[START Data excerpts]

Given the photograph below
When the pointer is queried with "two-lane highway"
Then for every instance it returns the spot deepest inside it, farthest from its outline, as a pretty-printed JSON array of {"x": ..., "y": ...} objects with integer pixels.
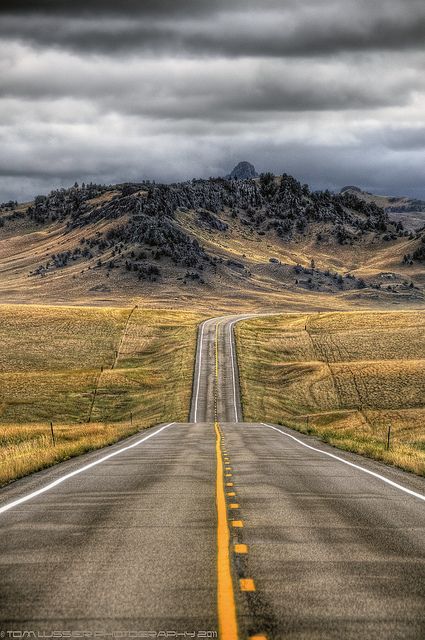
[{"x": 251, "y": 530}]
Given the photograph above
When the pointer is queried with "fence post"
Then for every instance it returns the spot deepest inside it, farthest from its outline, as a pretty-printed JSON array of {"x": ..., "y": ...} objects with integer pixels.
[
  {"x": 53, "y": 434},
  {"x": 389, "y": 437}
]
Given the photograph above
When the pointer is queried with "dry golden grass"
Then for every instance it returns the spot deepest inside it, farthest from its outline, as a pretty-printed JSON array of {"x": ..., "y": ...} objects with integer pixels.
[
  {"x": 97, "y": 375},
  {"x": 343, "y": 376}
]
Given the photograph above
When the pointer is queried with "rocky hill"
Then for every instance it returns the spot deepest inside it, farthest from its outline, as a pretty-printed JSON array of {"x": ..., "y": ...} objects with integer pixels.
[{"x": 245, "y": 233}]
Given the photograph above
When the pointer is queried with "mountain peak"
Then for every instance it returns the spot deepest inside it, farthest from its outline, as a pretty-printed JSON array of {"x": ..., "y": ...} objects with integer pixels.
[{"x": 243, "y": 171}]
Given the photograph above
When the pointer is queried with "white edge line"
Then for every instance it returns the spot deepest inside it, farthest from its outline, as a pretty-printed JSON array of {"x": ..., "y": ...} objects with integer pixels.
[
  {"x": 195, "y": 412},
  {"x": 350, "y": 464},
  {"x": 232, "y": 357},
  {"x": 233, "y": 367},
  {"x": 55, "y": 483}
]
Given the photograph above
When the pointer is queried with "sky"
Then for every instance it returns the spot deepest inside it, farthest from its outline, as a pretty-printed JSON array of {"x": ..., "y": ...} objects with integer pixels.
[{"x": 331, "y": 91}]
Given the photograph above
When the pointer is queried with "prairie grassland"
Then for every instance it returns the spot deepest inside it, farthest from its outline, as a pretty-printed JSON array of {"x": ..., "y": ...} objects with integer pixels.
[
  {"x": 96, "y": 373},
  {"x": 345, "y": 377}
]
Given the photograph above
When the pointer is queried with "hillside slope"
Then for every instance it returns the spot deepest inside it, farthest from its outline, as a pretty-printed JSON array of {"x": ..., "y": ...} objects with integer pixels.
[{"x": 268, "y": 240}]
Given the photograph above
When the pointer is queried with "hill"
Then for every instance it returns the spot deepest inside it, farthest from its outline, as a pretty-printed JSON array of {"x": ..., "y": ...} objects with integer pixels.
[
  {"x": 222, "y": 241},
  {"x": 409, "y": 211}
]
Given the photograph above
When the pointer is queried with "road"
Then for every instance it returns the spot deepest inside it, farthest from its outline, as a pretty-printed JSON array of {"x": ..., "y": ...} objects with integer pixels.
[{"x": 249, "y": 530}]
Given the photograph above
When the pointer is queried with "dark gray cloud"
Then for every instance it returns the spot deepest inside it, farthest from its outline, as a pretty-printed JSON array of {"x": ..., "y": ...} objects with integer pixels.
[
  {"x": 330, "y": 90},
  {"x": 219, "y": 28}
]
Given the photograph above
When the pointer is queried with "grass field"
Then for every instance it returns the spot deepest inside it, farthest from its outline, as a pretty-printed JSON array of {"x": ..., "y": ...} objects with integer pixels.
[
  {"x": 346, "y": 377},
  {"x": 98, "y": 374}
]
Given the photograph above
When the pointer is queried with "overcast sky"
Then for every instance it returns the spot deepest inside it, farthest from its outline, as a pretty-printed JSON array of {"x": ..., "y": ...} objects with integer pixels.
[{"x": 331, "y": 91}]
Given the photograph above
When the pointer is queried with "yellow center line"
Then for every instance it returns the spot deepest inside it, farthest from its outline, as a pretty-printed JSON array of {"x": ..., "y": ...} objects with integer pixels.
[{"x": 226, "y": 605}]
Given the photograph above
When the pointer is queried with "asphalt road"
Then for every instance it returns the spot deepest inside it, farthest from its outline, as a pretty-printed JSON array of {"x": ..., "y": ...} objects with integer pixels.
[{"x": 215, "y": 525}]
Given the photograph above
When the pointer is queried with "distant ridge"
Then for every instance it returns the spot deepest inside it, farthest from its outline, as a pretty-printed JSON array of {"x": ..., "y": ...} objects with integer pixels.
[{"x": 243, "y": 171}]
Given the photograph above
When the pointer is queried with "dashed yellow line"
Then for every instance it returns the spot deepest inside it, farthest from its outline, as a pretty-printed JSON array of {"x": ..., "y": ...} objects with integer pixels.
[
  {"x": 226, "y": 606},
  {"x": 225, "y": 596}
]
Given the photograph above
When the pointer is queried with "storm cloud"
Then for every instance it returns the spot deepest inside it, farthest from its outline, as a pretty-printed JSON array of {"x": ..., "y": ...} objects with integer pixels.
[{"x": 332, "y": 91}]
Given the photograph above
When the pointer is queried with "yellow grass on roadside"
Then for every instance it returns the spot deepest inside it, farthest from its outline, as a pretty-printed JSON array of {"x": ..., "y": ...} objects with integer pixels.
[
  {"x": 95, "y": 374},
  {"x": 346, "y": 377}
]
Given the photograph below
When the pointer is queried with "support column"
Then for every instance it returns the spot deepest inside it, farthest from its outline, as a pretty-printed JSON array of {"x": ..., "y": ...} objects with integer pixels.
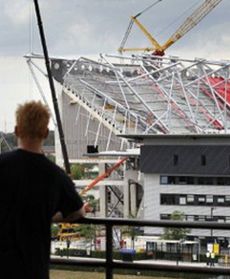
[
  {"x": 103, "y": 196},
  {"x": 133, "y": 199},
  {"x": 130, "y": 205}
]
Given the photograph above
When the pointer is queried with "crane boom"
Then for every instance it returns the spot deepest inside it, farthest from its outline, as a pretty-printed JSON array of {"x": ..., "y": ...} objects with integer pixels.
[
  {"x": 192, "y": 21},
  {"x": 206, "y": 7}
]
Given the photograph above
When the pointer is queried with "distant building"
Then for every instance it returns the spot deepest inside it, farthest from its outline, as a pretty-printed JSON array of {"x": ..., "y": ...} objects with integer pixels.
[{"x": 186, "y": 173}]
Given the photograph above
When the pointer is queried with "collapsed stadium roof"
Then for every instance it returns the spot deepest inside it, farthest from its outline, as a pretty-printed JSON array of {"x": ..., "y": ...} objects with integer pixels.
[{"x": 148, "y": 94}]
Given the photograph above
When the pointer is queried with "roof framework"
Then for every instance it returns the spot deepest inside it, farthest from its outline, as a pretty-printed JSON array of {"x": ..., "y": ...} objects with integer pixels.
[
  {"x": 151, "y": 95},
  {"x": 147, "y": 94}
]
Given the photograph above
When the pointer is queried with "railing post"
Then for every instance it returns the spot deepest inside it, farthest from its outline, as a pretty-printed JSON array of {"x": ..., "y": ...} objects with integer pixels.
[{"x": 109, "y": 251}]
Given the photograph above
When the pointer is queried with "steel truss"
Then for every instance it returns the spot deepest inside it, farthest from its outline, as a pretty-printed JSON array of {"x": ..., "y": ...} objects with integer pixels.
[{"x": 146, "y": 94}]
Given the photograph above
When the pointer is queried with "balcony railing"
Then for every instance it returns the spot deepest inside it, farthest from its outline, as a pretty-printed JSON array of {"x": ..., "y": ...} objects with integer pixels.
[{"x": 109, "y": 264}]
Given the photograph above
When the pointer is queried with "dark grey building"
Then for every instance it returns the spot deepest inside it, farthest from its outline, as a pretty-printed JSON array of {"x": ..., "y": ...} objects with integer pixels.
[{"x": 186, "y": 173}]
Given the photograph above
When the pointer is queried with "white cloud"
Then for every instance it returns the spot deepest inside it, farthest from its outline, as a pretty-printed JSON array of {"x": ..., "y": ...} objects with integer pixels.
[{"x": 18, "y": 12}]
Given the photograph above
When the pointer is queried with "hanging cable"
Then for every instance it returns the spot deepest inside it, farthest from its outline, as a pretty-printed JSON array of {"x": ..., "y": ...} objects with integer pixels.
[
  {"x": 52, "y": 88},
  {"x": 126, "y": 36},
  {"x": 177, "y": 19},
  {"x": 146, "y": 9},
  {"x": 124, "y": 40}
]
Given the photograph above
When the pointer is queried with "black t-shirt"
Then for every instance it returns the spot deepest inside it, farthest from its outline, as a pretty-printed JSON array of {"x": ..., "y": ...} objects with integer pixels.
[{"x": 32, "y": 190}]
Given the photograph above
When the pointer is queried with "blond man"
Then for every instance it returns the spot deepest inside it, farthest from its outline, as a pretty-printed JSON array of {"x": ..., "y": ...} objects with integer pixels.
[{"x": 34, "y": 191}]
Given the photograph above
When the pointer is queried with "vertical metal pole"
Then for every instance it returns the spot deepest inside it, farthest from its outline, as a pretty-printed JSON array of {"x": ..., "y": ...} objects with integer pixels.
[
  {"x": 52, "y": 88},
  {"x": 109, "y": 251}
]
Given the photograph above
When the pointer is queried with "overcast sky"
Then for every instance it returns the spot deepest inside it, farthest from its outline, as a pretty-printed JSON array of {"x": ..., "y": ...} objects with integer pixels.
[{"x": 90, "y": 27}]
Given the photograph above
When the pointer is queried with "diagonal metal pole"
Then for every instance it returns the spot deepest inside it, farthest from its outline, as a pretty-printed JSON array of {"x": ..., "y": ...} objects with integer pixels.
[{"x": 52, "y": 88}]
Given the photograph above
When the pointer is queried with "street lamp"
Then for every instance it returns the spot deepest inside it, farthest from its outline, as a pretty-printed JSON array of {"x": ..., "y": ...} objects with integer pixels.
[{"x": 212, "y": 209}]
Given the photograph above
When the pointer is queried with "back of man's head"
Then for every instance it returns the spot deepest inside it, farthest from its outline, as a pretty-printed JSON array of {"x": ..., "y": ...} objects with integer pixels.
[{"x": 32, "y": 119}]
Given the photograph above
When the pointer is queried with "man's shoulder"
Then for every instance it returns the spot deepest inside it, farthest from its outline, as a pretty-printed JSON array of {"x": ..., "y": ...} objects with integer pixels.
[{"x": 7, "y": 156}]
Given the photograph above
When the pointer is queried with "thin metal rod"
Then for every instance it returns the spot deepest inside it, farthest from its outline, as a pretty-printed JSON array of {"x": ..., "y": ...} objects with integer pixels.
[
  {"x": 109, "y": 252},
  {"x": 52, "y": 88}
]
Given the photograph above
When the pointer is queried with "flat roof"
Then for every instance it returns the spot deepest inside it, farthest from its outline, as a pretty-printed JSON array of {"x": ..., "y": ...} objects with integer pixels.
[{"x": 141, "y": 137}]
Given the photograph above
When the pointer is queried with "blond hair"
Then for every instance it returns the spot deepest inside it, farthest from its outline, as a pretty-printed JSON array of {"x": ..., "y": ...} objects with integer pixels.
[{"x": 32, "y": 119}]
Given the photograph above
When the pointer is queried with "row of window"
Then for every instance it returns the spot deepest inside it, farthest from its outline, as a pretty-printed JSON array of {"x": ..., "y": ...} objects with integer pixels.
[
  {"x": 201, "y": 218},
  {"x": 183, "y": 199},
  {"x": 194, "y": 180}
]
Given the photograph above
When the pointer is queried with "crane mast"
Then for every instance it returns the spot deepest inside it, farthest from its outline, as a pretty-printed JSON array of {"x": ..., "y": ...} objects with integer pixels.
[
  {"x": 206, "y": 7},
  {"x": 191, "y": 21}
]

[END Data excerpts]
[START Data excerpts]

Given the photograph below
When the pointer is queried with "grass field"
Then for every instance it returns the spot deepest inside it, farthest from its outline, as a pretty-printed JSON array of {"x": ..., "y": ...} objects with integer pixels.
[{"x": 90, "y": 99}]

[END Data excerpts]

### Task goal
Show every line above that contains the word "white", copied in full.

### Written solution
When the pointer is queried with "white edge line"
When the pointer is queried with "white cloud"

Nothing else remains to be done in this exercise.